## begin The records
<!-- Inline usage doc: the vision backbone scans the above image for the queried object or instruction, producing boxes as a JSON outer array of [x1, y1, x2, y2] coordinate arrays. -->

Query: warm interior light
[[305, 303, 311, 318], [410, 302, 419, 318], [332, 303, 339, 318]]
## end The records
## begin The records
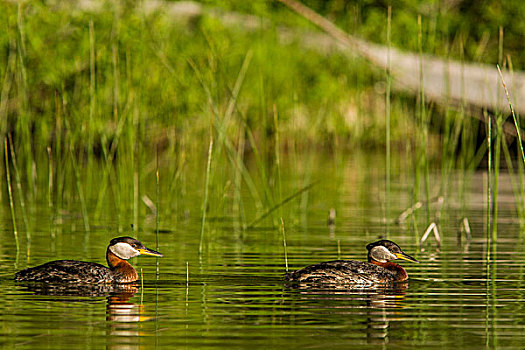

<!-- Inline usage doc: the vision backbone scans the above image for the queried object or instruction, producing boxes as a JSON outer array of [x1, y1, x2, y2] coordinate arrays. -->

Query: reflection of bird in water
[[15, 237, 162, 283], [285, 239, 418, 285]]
## end The records
## begin The records
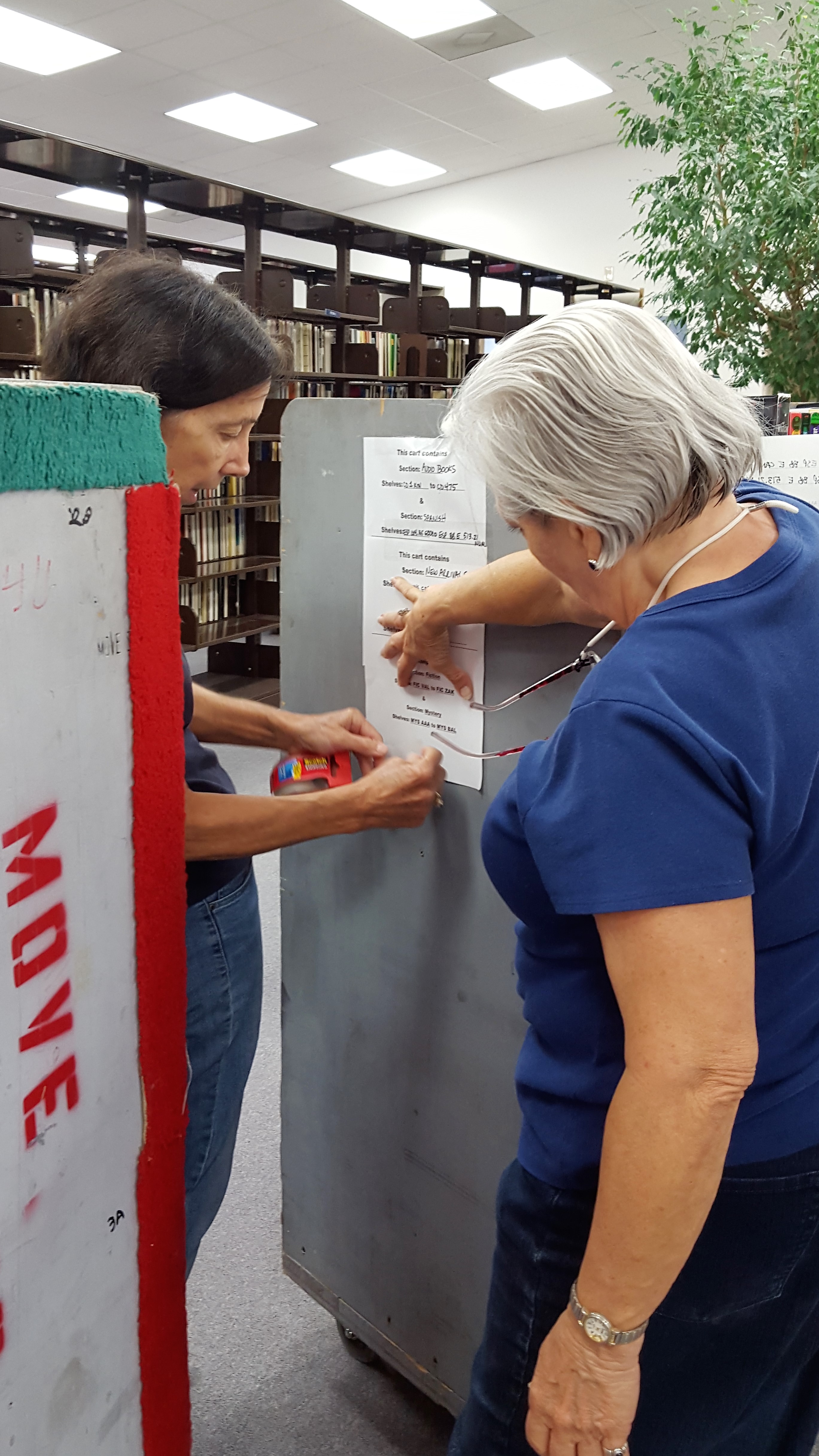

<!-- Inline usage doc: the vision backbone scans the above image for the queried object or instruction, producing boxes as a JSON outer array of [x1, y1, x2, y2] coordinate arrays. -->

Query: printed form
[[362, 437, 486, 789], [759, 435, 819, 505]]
## end The records
Extract each line of the records that contains the word "Query".

Query: warm interior light
Query: reflection of bird in water
Query: printed form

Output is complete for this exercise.